*STUDY QUESTIONS*.
A. In the post on Medicare claims at the debate, rewrite the text between "Thursday, October 4, 2012" and "health care argument.", inclusive, changing "election season" to "campaign season".
B. According to the post on Medicare claims at the debate, why does Politifact rate as mostly true President Obama's claim that the Romney-Ryan plan would turn Medicare into a voucher system? Answer in one to three sentences.
C. In the post on Medicare claims at the debate, who came up with the idea of premium support in 1995?

*SOURCE DOCUMENT*.
***

Thursday, October 4, 2012

Fact Checking a Few of the Medicare Claims at the Debate




Health care reform has been a major and controversial issue of this election season since the passing of the Patient Protection and Affordable Care Act of 2010. There was no exception on October 4, 2012, during the first Presidential Debate. The familiar subject came up frequently as it has on the campaign trail. As far as debates go, this was not one that would change minds or convince independent voters; however, it was an interesting debate for fact-checking the health care argument.

Romney claimed that “Obamacare” will “put in place an unelected board that determines your health care.” This harkens back to the “death panels” that we heard so much about in the 2008 election.  President Obama said during the debate that the notion of such a panel would be “against the law.” The board in question would be there to save costs to Medicare by recommending additional cuts. They can only make recommendations. They can be fired by the President. They will be held accountable.

Obama had promised to cut health insurance premiums for the typical family by $2,500 in his first term.  Romney claimed that he did not keep this promise, and that is correct. Obama said this while he was campaigning in 2007. Although he was able to pass the PPACA, there is no denying that this is a broken campaign promise.

President Obama has claimed that the Romney-Ryan Medicare plan will turn Medicare into a voucher system. This claim is rated on Politifact as a mostly true. The main reason is that the Romney-Ryan plan will offer a “form or check indicating a credit against future purchases or expenditures.” What’s interesting in the Politifact article is when they discuss the re-wording of “voucher” with “premium support.” Premium support was an idea made in 1995 by health care experts Henry Aaron and Robert Reischauer.  They stated that the Medicare system should "pay a defined sum toward the purchase of an insurance policy that provided a defined set of services." Henry Aaron no longer supports the idea of premium support, citing that Obama’s health care law serves “the purpose he intended.”
Finally, Obama stated that his plan was modeled after Romney’s health care plan in Massachusetts. He went a step further and claimed that the two plans were almost identical. Romney’s health care plan from Massachusetts has been a problem for Romney during the campaign, especially for voters that are opposed to the passing of the PPACA, making this claim very volatile. Unfortunately, for Mitt Romney, this claim is absolutely true. Readers are invited to take the Politifact quiz here. See if you can get them all right.

An Aside:
I chose to use www.politifact.com and followed its twitter feed where it posted links to articles it had posted earlier in the year. I invite any reader to challenge what I’ve found, and comment accordingly, because I would prefer to be educated and correct rather than ignorant and wrong. I focused only on some of the health care comments in last night’s debate. Though, I went further than just checking those facts. That being typed, I would like to mention now that what I’ve found so far leaves Mitt Romney with the most untrue statements.

***

*GIVEN ENTRIES*.

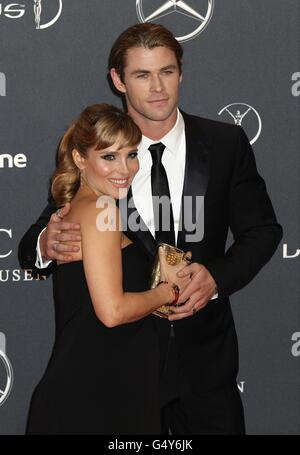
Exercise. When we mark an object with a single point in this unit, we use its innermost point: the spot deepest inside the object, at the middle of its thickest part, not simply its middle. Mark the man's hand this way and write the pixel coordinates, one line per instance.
(196, 294)
(54, 240)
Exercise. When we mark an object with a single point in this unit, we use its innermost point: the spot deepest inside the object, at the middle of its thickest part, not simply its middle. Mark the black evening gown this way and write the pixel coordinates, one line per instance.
(99, 380)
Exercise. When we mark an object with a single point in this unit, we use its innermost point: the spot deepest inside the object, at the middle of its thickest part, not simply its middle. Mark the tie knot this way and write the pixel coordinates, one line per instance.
(156, 151)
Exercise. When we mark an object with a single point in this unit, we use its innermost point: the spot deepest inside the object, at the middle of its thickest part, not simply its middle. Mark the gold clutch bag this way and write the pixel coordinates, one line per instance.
(174, 257)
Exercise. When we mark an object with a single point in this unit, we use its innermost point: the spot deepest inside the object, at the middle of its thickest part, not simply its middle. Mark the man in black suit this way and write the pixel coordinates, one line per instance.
(183, 156)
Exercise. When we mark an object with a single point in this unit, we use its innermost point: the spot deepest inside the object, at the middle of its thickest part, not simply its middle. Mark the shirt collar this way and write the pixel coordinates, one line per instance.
(170, 140)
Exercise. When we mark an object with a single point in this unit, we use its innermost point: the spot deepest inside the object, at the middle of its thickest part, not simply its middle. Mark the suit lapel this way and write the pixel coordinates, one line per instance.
(196, 172)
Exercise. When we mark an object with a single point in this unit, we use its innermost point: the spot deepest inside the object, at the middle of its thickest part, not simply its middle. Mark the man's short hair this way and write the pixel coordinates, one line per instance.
(147, 35)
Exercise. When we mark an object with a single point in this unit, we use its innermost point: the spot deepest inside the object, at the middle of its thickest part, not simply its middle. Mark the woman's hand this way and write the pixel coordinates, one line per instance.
(169, 272)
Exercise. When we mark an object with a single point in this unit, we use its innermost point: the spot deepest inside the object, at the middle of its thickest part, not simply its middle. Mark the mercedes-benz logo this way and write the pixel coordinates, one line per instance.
(38, 7)
(180, 7)
(6, 372)
(241, 112)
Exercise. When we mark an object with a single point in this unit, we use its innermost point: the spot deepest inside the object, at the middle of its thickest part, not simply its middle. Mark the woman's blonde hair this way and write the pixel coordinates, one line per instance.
(99, 126)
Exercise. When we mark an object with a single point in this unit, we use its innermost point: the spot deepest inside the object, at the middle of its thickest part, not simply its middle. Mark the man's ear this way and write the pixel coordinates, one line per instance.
(117, 80)
(78, 159)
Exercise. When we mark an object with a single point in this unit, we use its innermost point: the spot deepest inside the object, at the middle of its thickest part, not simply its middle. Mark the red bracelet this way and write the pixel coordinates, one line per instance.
(176, 294)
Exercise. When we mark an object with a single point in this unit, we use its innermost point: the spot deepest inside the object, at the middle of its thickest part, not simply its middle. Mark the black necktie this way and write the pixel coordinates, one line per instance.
(164, 224)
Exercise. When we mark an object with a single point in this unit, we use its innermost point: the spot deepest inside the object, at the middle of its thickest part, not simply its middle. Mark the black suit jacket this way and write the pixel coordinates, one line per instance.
(220, 166)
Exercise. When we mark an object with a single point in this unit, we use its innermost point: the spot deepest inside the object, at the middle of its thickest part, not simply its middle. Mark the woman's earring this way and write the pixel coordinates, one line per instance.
(82, 177)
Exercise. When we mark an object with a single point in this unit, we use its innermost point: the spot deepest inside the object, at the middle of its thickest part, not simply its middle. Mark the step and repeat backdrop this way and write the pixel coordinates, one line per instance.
(241, 65)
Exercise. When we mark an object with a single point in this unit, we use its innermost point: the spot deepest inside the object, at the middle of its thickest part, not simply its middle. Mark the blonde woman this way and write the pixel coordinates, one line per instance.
(103, 375)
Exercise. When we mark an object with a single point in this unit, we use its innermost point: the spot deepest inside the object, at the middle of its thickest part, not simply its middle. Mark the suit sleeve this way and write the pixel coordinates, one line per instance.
(27, 245)
(253, 223)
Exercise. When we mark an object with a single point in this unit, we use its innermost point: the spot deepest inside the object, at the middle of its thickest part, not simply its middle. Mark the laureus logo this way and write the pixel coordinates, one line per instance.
(243, 114)
(6, 372)
(194, 15)
(46, 12)
(38, 7)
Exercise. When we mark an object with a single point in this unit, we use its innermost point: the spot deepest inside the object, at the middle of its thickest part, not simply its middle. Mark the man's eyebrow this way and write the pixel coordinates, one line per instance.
(168, 67)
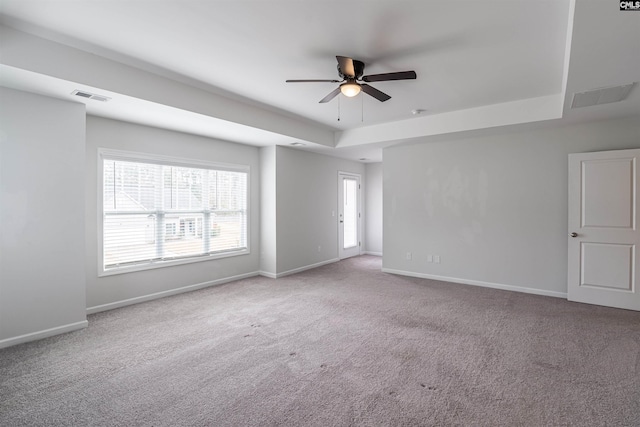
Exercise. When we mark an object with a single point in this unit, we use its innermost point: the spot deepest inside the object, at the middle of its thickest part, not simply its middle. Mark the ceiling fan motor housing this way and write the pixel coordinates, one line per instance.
(358, 67)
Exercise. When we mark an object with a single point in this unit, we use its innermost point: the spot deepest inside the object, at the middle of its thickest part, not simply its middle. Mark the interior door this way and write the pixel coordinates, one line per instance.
(603, 234)
(348, 215)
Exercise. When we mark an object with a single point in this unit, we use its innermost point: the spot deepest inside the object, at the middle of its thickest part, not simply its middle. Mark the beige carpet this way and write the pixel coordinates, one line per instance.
(340, 345)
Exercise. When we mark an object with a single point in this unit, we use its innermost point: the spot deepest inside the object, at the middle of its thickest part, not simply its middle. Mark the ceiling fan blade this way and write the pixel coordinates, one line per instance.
(346, 65)
(332, 95)
(400, 75)
(370, 90)
(313, 81)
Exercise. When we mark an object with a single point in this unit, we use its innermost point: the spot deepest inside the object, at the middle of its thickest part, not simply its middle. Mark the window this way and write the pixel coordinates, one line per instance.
(158, 211)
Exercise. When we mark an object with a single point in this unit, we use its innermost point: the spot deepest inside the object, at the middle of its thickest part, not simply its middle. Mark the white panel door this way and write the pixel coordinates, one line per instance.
(603, 232)
(348, 215)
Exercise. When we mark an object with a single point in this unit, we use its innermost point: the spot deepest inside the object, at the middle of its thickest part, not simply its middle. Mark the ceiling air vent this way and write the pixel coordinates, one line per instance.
(89, 95)
(604, 95)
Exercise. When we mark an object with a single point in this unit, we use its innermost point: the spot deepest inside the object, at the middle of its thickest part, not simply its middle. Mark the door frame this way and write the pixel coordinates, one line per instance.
(358, 250)
(582, 236)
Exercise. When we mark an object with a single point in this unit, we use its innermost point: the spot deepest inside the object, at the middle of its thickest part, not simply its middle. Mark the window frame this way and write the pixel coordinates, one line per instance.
(132, 156)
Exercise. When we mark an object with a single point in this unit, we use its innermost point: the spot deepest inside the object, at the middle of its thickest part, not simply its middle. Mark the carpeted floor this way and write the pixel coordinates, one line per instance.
(339, 345)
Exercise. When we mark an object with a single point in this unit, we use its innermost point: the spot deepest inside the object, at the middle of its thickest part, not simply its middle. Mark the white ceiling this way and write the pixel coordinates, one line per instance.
(480, 64)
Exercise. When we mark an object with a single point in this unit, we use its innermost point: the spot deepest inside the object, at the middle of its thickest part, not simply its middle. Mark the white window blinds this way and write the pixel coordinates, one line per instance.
(153, 212)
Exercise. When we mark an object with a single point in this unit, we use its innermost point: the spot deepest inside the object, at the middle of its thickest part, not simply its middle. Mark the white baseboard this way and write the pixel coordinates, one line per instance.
(298, 270)
(150, 297)
(269, 275)
(478, 283)
(372, 253)
(33, 336)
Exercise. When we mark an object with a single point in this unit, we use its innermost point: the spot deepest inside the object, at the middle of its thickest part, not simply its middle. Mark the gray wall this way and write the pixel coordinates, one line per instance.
(112, 291)
(494, 208)
(373, 208)
(307, 205)
(42, 272)
(268, 250)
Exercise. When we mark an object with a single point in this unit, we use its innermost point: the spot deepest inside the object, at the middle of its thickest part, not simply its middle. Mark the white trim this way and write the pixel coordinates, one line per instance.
(372, 253)
(112, 154)
(361, 201)
(269, 275)
(170, 292)
(298, 270)
(170, 263)
(46, 333)
(478, 283)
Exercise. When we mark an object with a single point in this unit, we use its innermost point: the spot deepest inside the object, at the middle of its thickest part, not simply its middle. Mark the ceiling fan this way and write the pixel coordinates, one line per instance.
(351, 71)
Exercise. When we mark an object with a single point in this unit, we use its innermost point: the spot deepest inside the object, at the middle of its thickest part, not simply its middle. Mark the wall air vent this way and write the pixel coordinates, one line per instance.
(89, 95)
(603, 95)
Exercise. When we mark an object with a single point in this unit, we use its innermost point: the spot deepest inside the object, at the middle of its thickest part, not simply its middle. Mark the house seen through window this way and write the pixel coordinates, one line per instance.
(154, 213)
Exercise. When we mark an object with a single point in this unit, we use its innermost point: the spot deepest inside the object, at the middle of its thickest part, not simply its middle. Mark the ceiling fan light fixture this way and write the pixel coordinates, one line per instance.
(350, 89)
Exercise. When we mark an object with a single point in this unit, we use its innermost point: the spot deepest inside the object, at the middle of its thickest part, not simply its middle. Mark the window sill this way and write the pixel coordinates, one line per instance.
(170, 263)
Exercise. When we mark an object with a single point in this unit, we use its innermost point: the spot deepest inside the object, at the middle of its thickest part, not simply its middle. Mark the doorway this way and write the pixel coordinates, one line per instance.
(603, 228)
(349, 217)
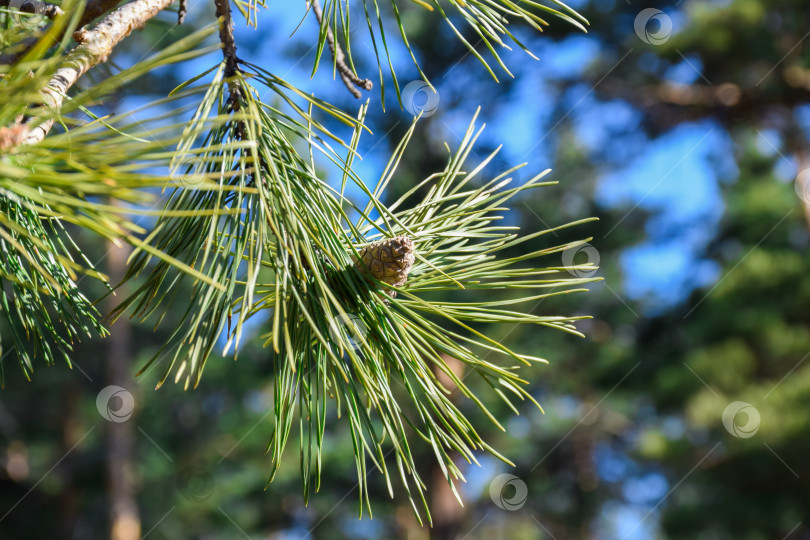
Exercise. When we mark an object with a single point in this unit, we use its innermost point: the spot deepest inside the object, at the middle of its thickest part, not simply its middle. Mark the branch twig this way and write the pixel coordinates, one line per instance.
(93, 10)
(223, 12)
(349, 78)
(94, 47)
(33, 6)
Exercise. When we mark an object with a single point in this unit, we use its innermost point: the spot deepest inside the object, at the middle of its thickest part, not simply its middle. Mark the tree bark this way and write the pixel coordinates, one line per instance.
(95, 46)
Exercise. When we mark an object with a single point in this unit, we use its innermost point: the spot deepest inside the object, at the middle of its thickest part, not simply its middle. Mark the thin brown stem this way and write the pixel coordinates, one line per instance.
(95, 47)
(34, 6)
(350, 79)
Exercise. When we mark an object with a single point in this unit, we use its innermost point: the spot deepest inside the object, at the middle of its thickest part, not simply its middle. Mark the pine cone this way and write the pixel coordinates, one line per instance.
(389, 260)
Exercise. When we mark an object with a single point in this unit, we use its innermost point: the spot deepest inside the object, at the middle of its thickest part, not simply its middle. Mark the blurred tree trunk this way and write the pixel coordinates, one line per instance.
(69, 497)
(447, 513)
(125, 523)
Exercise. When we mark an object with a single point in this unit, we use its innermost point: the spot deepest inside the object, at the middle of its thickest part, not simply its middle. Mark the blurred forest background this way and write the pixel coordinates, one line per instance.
(685, 134)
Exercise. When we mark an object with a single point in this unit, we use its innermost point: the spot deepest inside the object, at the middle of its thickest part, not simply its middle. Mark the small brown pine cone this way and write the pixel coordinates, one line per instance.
(389, 260)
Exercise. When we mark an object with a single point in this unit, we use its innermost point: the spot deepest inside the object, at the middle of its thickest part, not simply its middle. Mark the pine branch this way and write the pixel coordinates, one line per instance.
(235, 92)
(95, 46)
(35, 7)
(346, 73)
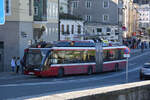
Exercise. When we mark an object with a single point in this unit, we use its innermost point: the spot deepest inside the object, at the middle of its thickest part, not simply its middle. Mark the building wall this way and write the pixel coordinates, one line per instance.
(75, 33)
(25, 36)
(144, 16)
(24, 10)
(64, 6)
(9, 35)
(14, 11)
(96, 11)
(19, 11)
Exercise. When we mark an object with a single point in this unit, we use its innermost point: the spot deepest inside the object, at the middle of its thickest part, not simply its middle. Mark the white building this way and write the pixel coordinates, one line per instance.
(71, 27)
(64, 6)
(144, 16)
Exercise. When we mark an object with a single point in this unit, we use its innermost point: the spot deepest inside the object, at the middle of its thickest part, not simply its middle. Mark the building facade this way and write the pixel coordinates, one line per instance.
(45, 25)
(144, 16)
(130, 12)
(16, 33)
(102, 17)
(71, 27)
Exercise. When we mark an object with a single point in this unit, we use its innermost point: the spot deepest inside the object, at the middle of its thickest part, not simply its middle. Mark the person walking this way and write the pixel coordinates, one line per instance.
(22, 64)
(142, 47)
(17, 64)
(13, 64)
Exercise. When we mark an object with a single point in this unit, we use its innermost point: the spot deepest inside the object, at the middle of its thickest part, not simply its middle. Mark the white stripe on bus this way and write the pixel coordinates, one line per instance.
(77, 48)
(78, 64)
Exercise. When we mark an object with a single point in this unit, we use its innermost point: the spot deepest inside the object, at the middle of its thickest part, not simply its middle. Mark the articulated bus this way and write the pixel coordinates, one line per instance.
(68, 58)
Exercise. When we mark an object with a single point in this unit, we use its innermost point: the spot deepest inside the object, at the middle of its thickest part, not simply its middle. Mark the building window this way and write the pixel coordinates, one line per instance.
(62, 29)
(68, 29)
(36, 10)
(79, 29)
(105, 4)
(75, 4)
(30, 7)
(88, 18)
(8, 7)
(88, 4)
(72, 30)
(99, 29)
(105, 18)
(44, 7)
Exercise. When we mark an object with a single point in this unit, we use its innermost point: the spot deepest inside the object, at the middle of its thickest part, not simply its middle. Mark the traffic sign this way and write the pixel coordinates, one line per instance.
(2, 12)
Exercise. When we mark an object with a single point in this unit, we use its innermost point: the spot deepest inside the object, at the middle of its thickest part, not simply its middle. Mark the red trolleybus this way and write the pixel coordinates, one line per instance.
(68, 58)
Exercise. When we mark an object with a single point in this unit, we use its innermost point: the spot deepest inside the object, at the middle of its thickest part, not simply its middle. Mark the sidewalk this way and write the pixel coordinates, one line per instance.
(10, 75)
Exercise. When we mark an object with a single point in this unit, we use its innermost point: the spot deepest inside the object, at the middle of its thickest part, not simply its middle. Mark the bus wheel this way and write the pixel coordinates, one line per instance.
(90, 70)
(60, 72)
(116, 67)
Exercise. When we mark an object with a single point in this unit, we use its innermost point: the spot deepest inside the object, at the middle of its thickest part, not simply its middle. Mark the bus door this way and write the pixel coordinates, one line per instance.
(99, 57)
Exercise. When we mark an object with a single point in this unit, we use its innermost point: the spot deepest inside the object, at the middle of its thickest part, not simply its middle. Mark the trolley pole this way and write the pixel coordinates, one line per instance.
(127, 71)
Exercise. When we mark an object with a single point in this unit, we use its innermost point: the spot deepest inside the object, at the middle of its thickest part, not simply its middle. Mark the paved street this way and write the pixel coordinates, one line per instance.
(12, 85)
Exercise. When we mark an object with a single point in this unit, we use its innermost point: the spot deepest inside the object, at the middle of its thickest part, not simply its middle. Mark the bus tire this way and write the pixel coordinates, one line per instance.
(116, 67)
(60, 72)
(90, 70)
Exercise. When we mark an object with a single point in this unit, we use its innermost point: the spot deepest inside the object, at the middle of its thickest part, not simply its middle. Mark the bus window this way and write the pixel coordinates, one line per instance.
(91, 56)
(66, 57)
(110, 55)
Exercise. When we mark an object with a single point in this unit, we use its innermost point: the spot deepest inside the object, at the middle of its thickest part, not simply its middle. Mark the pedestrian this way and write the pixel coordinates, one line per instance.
(142, 47)
(13, 64)
(17, 64)
(22, 65)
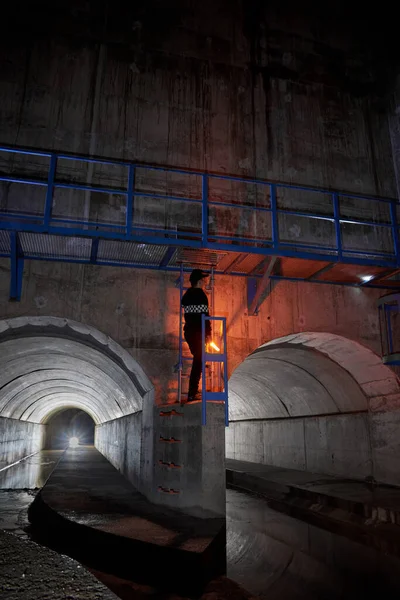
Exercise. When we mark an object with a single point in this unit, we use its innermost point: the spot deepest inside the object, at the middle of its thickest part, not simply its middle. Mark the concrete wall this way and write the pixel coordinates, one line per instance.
(336, 445)
(18, 439)
(220, 86)
(319, 403)
(140, 310)
(120, 442)
(356, 446)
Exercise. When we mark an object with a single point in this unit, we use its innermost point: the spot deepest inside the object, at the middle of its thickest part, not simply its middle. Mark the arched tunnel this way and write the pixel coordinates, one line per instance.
(312, 402)
(306, 403)
(50, 365)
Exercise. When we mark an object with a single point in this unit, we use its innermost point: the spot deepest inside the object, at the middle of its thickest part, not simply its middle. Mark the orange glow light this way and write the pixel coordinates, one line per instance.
(214, 346)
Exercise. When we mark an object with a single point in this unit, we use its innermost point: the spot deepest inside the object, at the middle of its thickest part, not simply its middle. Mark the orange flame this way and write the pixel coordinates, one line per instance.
(214, 346)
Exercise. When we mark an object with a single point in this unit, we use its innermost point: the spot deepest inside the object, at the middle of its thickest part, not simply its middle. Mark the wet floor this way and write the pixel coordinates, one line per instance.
(276, 556)
(270, 554)
(30, 473)
(18, 487)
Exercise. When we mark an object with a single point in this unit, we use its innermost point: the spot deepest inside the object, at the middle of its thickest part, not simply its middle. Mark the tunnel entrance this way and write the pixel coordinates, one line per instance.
(69, 427)
(63, 375)
(319, 403)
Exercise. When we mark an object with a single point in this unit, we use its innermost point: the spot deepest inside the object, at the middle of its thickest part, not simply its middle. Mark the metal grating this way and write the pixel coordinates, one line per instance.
(130, 253)
(5, 245)
(197, 257)
(54, 246)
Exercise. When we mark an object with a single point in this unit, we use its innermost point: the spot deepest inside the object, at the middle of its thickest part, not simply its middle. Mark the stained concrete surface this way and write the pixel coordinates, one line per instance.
(31, 572)
(386, 498)
(87, 499)
(30, 473)
(277, 557)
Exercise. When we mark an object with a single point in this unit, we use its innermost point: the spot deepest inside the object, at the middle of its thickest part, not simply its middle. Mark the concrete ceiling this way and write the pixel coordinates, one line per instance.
(47, 364)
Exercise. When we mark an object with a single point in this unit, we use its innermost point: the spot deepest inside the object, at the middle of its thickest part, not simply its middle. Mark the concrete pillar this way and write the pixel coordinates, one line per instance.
(183, 463)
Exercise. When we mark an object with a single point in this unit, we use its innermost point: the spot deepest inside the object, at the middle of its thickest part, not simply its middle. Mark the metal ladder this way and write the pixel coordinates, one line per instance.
(217, 361)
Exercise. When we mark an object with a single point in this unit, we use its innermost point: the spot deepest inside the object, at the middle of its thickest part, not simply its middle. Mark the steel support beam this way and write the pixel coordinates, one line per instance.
(167, 257)
(258, 290)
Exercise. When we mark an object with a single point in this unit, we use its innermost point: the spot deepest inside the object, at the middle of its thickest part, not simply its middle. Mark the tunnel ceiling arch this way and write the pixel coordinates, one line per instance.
(48, 363)
(310, 374)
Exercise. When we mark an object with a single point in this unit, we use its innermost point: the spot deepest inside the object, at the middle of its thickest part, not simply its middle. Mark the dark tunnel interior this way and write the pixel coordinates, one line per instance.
(68, 424)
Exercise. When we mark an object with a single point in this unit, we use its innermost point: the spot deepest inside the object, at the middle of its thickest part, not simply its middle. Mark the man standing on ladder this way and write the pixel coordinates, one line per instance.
(194, 304)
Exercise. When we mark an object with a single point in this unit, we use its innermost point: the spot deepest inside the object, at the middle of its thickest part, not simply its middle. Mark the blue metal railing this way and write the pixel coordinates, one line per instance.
(219, 358)
(204, 233)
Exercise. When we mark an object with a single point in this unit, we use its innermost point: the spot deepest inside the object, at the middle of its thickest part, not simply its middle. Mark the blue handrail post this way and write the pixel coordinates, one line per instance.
(180, 361)
(204, 210)
(50, 190)
(338, 233)
(225, 367)
(274, 217)
(17, 268)
(129, 200)
(395, 231)
(203, 374)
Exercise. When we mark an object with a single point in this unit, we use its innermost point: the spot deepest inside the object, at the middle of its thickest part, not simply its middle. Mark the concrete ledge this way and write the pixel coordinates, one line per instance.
(90, 512)
(30, 572)
(366, 514)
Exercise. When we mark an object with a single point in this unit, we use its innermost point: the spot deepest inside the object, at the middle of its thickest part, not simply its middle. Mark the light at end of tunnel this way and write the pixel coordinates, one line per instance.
(214, 346)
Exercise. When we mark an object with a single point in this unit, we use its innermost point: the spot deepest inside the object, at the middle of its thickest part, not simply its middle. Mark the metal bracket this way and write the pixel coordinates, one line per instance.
(17, 268)
(258, 290)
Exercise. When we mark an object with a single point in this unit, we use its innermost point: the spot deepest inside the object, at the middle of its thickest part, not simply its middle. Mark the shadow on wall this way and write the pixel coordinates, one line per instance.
(316, 402)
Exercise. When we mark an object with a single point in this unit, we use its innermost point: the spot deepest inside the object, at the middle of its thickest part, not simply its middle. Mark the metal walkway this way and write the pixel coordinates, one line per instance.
(61, 207)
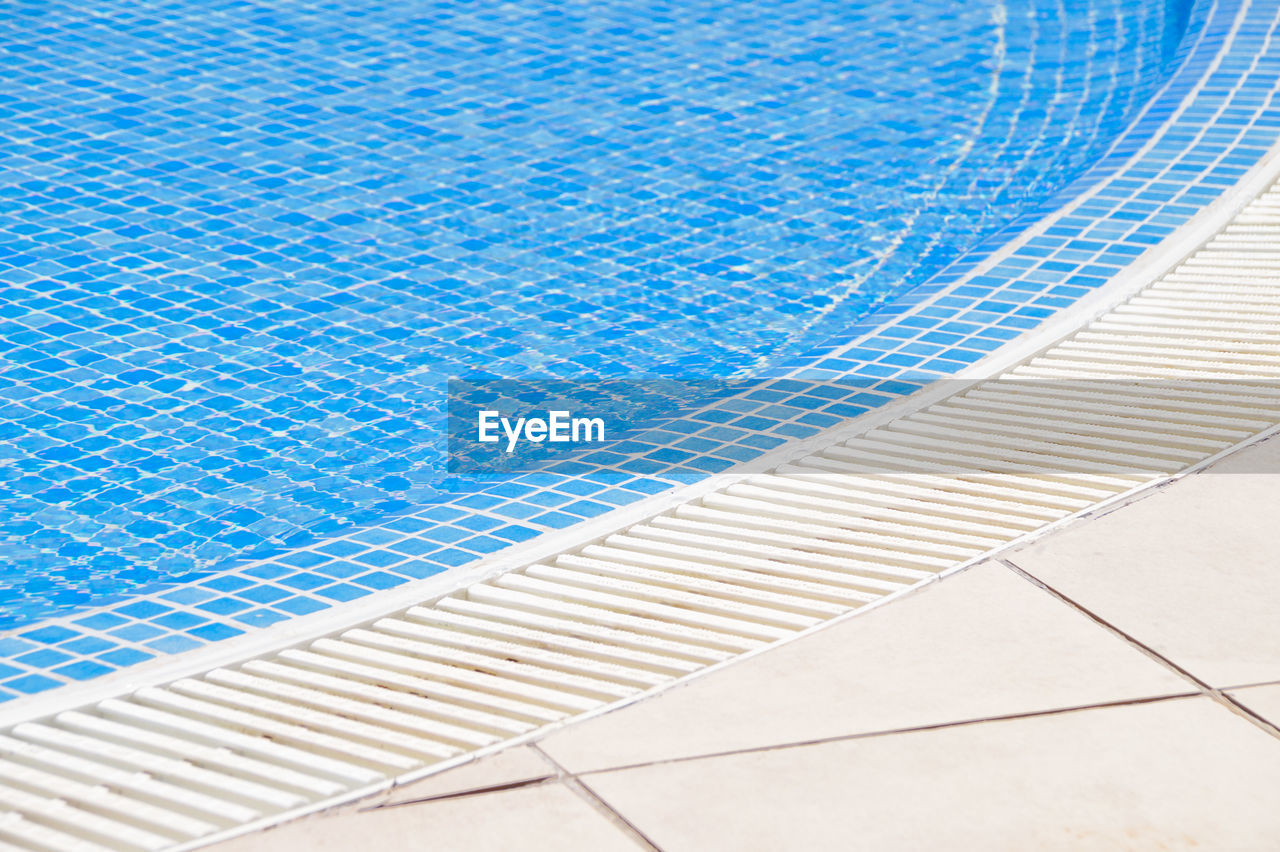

***

*ANSWERS TO THIS EXERCISE*.
A.
Thursday, October 4, 2012

Fact Checking a Few of the Medicare Claims at the Debate




Health care reform has been a major and controversial issue of this campaign season since the passing of the Patient Protection and Affordable Care Act of 2010. There was no exception on October 4, 2012, during the first Presidential Debate. The familiar subject came up frequently as it has on the campaign trail. As far as debates go, this was not one that would change minds or convince independent voters; however, it was an interesting debate for fact-checking the health care argument.

B. The main reason is that the Romney-Ryan plan would offer a "form or check indicating a credit against future purchases or expenditures."

C. Health care experts Henry Aaron and Robert Reischauer.